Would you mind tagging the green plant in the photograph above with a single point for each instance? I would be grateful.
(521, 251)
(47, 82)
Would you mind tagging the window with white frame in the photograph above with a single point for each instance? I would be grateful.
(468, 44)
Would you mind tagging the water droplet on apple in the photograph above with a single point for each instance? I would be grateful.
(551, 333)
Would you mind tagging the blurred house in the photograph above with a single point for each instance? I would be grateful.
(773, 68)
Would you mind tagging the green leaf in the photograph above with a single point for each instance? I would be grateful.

--

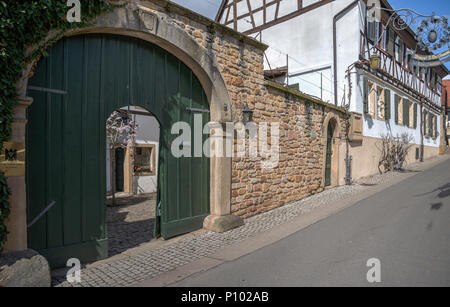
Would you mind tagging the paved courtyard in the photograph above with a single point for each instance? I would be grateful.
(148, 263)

▶ **Task instructions**
Output exactly one stretch of the listing: from the line containing "Would you mind tagging the blurred" through the line containing "Would you mind tagging the green leaf", both end lines included.

▶ **Exercise solution**
Would you mind tagging the blurred house in the photograph above with a single point for each instance? I would be grateful.
(773, 68)
Would you mind tagging the green leaf in the photograph above with a single point for each instance? I would be grateful.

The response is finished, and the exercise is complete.